AIM OF THE TASK
Retype the entries word for word, from their start through the line containing "[1257, 410]".

ENTRIES SHOWN
(begin)

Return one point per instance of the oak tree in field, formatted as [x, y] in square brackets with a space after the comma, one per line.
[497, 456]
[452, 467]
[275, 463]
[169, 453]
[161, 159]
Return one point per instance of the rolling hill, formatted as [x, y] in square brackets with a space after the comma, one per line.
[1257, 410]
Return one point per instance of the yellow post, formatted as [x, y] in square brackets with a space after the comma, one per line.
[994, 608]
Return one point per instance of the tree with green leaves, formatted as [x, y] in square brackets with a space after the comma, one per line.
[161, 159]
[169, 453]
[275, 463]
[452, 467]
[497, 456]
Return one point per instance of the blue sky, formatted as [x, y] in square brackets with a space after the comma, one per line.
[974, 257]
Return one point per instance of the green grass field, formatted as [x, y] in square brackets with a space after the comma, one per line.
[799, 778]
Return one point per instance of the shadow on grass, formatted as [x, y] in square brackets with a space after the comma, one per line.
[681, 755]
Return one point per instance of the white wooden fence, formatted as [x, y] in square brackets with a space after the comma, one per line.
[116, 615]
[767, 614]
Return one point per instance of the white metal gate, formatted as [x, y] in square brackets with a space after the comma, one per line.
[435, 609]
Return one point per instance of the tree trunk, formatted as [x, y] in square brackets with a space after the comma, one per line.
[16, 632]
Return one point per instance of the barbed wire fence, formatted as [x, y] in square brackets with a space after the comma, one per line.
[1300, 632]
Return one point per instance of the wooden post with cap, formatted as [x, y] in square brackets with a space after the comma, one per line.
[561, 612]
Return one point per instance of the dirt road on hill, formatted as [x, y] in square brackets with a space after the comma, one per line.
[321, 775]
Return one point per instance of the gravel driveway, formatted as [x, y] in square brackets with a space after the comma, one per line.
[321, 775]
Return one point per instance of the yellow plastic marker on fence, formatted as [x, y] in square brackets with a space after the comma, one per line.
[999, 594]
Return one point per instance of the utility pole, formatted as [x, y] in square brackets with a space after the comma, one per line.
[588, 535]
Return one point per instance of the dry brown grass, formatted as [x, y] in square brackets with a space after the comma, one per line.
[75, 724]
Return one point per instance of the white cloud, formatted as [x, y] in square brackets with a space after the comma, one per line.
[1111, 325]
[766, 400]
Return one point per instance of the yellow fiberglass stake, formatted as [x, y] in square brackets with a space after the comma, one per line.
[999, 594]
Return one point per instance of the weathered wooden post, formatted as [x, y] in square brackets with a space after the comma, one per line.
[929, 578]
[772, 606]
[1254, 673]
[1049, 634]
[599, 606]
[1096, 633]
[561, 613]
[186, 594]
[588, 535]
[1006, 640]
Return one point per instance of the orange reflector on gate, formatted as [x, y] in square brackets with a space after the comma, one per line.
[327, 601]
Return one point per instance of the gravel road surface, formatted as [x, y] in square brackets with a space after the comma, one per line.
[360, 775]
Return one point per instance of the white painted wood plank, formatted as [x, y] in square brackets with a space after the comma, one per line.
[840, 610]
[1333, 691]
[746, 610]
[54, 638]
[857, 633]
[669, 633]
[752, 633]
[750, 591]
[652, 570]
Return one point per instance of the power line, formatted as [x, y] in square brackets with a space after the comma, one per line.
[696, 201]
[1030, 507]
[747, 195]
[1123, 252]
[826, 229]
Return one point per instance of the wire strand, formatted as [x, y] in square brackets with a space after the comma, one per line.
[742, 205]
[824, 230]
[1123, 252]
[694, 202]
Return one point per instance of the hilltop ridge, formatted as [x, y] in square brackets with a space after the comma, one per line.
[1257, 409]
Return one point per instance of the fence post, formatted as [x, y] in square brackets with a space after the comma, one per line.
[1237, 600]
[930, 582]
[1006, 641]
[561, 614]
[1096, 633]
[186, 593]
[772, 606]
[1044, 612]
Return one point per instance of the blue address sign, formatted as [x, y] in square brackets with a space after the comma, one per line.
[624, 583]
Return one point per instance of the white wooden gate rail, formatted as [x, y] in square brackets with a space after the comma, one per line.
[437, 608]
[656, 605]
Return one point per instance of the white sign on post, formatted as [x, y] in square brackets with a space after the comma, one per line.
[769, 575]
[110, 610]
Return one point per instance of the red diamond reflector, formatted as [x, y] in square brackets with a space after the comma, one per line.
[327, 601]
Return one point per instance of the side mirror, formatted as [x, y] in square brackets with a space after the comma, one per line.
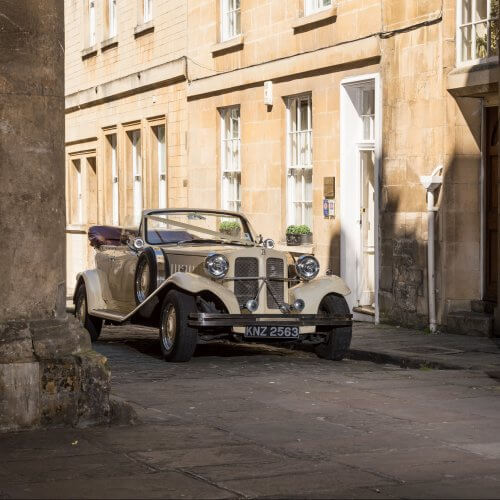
[138, 243]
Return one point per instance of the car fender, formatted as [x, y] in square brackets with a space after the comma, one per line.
[194, 283]
[94, 280]
[313, 292]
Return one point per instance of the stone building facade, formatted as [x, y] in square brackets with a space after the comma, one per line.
[307, 112]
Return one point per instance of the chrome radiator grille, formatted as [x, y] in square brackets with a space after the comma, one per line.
[245, 290]
[275, 269]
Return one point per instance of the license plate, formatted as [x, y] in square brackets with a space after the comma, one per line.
[272, 332]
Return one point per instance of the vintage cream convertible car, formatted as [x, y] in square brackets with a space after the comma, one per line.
[202, 275]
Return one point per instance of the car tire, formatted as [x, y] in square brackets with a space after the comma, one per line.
[339, 338]
[146, 269]
[91, 323]
[177, 340]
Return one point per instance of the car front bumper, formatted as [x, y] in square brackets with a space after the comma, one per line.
[210, 320]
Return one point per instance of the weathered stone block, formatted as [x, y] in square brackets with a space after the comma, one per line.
[95, 385]
[19, 395]
[405, 296]
[60, 384]
[15, 342]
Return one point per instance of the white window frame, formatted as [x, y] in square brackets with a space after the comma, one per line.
[136, 146]
[112, 19]
[230, 11]
[230, 169]
[299, 163]
[91, 23]
[473, 24]
[112, 139]
[147, 11]
[313, 6]
[161, 156]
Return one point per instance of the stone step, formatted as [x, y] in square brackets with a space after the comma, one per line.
[483, 306]
[470, 323]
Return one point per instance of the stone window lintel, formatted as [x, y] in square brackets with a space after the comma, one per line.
[234, 43]
[317, 17]
[89, 52]
[142, 29]
[109, 43]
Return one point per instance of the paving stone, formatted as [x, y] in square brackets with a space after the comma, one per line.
[477, 488]
[50, 468]
[220, 455]
[161, 485]
[421, 464]
[326, 484]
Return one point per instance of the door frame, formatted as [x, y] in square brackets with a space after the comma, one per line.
[345, 190]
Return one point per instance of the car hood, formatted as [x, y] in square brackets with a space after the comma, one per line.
[228, 250]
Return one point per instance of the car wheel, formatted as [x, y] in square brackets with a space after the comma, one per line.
[145, 275]
[92, 324]
[339, 338]
[177, 340]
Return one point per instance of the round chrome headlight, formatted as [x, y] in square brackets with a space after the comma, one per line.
[307, 267]
[216, 265]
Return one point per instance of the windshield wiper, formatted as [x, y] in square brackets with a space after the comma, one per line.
[200, 240]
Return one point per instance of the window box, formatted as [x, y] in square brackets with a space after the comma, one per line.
[477, 23]
[309, 21]
[235, 43]
[143, 29]
[297, 240]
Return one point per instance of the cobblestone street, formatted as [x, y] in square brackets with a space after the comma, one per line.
[254, 421]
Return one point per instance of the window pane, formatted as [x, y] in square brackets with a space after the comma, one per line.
[481, 40]
[466, 43]
[466, 11]
[481, 11]
[304, 106]
[493, 38]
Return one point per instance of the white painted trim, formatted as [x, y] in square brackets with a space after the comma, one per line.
[375, 77]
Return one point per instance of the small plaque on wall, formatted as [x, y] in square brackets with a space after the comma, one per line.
[329, 188]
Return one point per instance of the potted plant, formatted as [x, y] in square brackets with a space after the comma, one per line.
[298, 235]
[230, 228]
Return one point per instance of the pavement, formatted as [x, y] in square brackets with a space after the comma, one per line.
[253, 421]
[415, 348]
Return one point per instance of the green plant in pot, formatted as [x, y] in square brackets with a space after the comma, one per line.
[230, 228]
[298, 235]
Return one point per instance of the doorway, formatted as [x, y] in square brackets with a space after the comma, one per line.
[360, 145]
[491, 192]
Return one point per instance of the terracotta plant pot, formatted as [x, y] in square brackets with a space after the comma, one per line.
[298, 239]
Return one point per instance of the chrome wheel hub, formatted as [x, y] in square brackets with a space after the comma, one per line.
[142, 283]
[81, 311]
[169, 327]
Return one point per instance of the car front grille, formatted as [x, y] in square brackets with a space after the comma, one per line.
[275, 289]
[246, 290]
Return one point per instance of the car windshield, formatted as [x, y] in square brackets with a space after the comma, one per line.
[196, 227]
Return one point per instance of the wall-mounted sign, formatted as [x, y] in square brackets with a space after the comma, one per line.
[329, 188]
[268, 93]
[326, 209]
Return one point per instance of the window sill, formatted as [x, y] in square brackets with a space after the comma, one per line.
[310, 21]
[109, 43]
[235, 43]
[307, 249]
[89, 52]
[143, 29]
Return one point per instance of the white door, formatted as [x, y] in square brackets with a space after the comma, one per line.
[358, 191]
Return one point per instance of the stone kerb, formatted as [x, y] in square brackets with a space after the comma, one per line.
[49, 376]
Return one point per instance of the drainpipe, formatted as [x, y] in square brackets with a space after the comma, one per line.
[431, 183]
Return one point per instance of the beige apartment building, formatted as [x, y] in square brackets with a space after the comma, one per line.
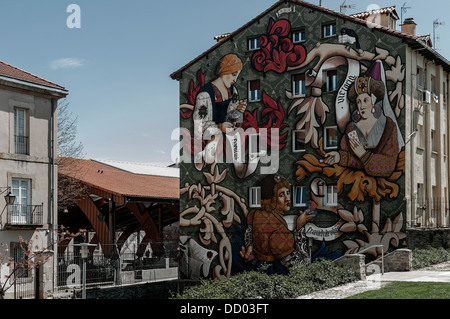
[427, 165]
[427, 127]
[28, 175]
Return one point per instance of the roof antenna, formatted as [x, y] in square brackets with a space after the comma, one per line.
[404, 8]
[344, 6]
[436, 23]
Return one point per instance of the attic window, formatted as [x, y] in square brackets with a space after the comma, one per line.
[299, 36]
[329, 30]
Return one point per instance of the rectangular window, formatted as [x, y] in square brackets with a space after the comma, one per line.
[445, 93]
[254, 91]
[331, 137]
[421, 136]
[20, 260]
[445, 144]
[433, 85]
[255, 146]
[254, 44]
[436, 203]
[329, 30]
[331, 80]
[419, 79]
[20, 213]
[299, 36]
[434, 142]
[298, 141]
[420, 192]
[255, 197]
[298, 85]
[331, 197]
[299, 196]
[20, 131]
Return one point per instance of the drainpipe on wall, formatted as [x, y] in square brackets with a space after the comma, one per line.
[52, 191]
[412, 148]
[447, 141]
[428, 191]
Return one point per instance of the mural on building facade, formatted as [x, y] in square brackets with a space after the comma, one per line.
[220, 232]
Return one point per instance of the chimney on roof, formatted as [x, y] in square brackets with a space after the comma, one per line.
[409, 26]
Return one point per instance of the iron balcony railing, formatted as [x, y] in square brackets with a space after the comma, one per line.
[25, 215]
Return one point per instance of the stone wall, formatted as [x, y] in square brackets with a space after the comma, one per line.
[420, 238]
[354, 261]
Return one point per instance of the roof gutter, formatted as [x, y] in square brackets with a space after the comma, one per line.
[18, 83]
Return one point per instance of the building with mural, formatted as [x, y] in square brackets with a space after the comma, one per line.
[308, 133]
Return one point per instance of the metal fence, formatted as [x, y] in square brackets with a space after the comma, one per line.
[25, 215]
[432, 212]
[125, 268]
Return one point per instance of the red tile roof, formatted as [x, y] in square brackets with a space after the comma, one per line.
[120, 182]
[16, 73]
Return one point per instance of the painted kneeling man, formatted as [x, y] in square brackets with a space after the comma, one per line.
[268, 237]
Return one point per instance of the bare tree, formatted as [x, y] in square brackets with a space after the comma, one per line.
[69, 149]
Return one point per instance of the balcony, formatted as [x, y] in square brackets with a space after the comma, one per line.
[23, 216]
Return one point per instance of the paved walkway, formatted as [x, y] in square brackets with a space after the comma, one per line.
[436, 273]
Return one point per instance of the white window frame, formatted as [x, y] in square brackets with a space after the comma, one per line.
[329, 28]
[254, 44]
[303, 194]
[254, 95]
[254, 197]
[299, 36]
[21, 188]
[326, 146]
[330, 81]
[294, 137]
[20, 130]
[333, 201]
[254, 142]
[299, 87]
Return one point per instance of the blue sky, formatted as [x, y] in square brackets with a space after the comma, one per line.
[117, 65]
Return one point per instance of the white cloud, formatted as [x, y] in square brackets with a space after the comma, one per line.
[66, 63]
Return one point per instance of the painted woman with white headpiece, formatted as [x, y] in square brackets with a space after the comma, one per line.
[370, 140]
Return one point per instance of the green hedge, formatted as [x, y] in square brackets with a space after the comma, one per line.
[429, 256]
[301, 280]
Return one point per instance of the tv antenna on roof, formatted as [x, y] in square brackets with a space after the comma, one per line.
[436, 24]
[404, 8]
[344, 6]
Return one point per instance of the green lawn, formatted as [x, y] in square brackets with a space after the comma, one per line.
[408, 290]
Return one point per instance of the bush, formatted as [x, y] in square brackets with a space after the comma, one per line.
[258, 285]
[429, 256]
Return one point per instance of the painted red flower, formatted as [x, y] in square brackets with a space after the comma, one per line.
[277, 51]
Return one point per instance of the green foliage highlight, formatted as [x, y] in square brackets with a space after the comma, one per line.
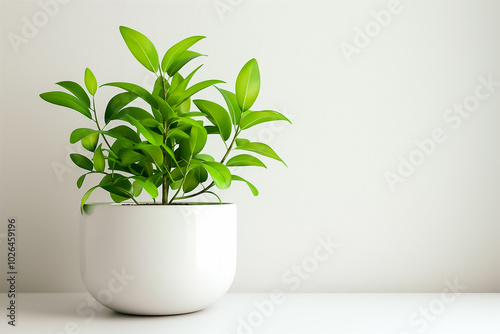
[151, 141]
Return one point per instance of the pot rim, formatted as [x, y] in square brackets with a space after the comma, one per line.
[88, 208]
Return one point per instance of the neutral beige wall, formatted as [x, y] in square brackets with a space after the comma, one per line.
[355, 119]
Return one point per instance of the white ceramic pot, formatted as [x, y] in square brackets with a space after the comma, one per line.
[158, 260]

(end)

RESULT OF THIS TASK
Return one point per instance of the oak tree in field, formatted as [x, y] in square brackets with a space after the comma, one per line.
[497, 456]
[452, 467]
[275, 463]
[169, 453]
[161, 159]
Return one point per instance of the rolling hill, formatted as [x, y] in square brackets with a space after the comma, one per line.
[1257, 410]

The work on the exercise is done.